→ Jobs
1. Name every basic comfort that the post about Yunnan farmhouses says these homes lack.
2. In the post about Yunnan farmhouses, what is each support post cut from?
3. Pick up the post about Yunnan farmhouses right after its final line and keep writing.

The Post-Productive Economy

Thursday, August 22nd, 2013

Kevin Kelly takes a look at some farm houses under construction in remote areas of Yunnan province China:

They were not unusual; farmsteads this size were everywhere in rural China. Note the scale of these massive buildings. Each support post is cut from a single huge tree. The massive earth walls are three stories high and taper toward the top. They are homes for a single extended family built in the traditional Tibetan farmhouse style. They are larger than most middle-class American homes. The extensive wood carvings inside and outside will be painted in garish colors, like this family room shown in a finished home. This area of Yunnan is consider one of the poorer areas in China, and the standard of living of the inhabitants here would be classified as “poor.”

Yunan Mansion 1

Part of the reason is that these homes have no running water, no grid electricity, and no toilets. They don’t even have outhouses.

Yunan Mansion 2

But the farmers and their children who live in these homes all have cell phones, and they have accounts on the Chinese versions of Twitter and Facebook, and recharge via solar panels.

Yunan Mansion 3

Robert Gordon asks, Is U.S. Economic Growth Over?, and answers, yes, because our current information revolution is obviously not as important as previous industrial revolutions:

With option A you are allowed to keep 2002 electronic technology, including your Windows 98 laptop accessing Amazon, and you can keep running water and indoor toilets; but you can’t use anything invented since 2002. Option B is that you get everything invented in the past decade right up to Facebook, Twitter, and the iPad, but you have to give up running water and indoor toilets. You have to haul the water into your dwelling and carry out the waste. Even at 3am on a rainy night, your only toilet option is a wet and perhaps muddy walk to the outhouse. Which option do you choose?

[...]

I have posed this imaginary choice to several audiences in speeches, and the usual reaction is a guffaw, a chuckle, because the preference for Option A is so obvious.

To the farmers in rural China, Option A is not obvious at all.

Comments

  1. Grasspunk says:

    These houses must have some form of generated power. How do they charge their cellphones?

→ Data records
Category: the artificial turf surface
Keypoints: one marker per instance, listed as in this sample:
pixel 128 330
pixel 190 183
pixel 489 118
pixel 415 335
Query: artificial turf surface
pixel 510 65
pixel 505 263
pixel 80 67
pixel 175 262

→ Task-by-task answers
1. Running water, grid electricity, toilets, and outhouses.

2. A single huge tree.

3.
    There are still a fair few farmhouses here (SW France) that aren’t that modern. I’ve seen them without water and electricity, but there’s always a well outside or sometimes in the basement. They’ve nearly all been modernized at some point in the last 50 years. There are still a few unmodernized, but they’d be rarely occupied. Gotta have that TV.

    The outdoor toilet without a light used to be seen a few times in Sydney rentals when I was a student. The DIY boom has removed most of those by now I suspect.

  2. Isegoria says:

    They have solar chargers for their phones.

  3. Grasspunk says:

    They may have petrol or diesel generators for larger tasks, although I’m wondering how much of modern life needs more than solar charging. The washing machine, for sure, but maybe they do hand washing.

    This guy is an interesting read, although there’s something embarrassing about reading about someone working way harder than me.

    Still, it does say something about how you measure standard of living.

  4. Baduin says:

    With option A you can keep running water and indoor toilets; but you can’t drink. Option B is that you can drink as much fire-water as you like, but you have to give up running water and indoor toilets.

    To the American Indians, Siberian natives etc , Option A was not obvious at all. (…)

    Most of the hunter-gatherer tribes didn’t have such access to resources as these Yunnan farmers, but even in their poorer environment they still chose to use their meager cash to buy vast amounts of alcohol over the benefits of investment in agriculture, education or manufacturing. Drink before work. It is an almost universal choice.

    So if people value the benefits of vodka so much why don’t we see this value reflected in the growth of the economy?

    That is the question!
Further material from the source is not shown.